Copy the rows below verbatim, taking only the stretch from the line that contains "and find hockey" through the end of the rows, with both ends included.

• **EXERCISE MATERIAL**:
--------------------------------------------------
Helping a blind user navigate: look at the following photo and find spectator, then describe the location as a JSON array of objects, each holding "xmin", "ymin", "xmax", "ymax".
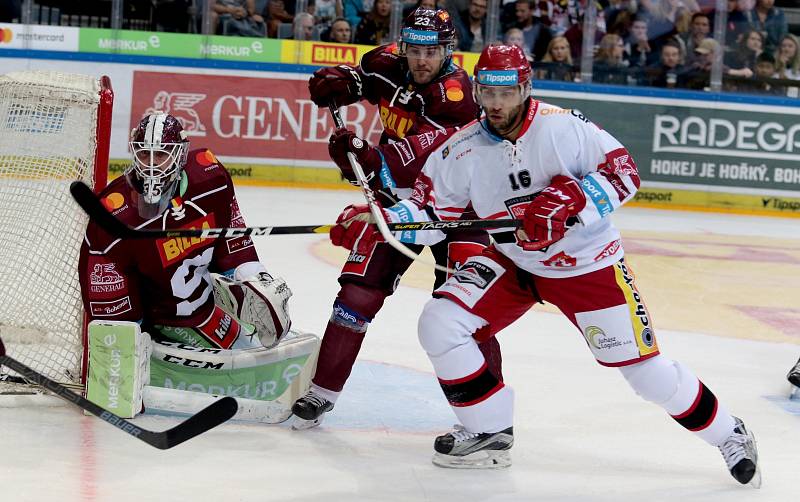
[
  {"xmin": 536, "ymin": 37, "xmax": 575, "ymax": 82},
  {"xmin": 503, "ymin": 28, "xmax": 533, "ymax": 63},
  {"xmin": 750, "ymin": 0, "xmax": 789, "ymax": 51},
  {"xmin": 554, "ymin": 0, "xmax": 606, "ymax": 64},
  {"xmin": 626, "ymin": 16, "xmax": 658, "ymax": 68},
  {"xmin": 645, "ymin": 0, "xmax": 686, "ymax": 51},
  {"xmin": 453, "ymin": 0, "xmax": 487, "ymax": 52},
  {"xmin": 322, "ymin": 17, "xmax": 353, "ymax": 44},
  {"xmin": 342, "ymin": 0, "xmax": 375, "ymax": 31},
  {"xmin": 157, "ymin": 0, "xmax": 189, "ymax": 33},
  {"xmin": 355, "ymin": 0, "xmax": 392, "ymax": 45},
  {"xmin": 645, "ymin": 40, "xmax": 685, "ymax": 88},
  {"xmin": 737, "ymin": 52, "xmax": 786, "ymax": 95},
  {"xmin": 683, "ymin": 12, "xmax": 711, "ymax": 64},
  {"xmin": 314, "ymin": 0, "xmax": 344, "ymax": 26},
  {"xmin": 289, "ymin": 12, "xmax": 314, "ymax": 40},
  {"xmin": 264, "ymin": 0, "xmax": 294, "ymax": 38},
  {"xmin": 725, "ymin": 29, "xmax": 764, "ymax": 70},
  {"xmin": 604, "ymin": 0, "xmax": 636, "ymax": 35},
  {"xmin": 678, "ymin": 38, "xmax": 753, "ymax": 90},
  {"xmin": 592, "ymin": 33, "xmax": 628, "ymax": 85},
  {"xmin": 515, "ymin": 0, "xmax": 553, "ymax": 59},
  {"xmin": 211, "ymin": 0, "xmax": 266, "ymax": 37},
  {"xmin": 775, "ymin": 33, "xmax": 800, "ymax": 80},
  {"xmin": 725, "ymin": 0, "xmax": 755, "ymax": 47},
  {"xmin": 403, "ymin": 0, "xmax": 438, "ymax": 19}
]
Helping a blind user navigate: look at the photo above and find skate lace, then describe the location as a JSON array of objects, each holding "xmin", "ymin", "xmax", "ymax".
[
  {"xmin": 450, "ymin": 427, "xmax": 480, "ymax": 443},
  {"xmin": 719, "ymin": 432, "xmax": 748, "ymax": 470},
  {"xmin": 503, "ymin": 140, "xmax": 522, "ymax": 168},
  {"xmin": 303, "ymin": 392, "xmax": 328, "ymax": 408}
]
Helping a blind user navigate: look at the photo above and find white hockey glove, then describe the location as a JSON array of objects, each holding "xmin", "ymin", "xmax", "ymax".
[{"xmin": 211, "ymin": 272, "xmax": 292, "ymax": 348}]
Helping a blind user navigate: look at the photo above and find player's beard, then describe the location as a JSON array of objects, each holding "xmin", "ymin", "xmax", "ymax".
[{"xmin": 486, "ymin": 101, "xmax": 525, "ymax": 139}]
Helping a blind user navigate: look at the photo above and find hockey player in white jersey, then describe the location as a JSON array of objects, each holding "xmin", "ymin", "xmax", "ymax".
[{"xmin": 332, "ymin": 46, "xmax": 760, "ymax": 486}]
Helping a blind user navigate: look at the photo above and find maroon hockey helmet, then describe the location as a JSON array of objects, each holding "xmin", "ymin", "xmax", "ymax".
--------------------------------------------------
• **FULL ANSWER**:
Helping a blind user navigate: look at the photo above and find hockey player in white jersey, then describe the location as a JSON array of objects, each holding "xmin", "ymin", "xmax", "ymax".
[{"xmin": 332, "ymin": 46, "xmax": 760, "ymax": 486}]
Helping a blind user navigate: look at the photo above and find maroon hockey helmet, then describe the location as a JSON array of objects, each holding "xmin", "ymin", "xmax", "ymax".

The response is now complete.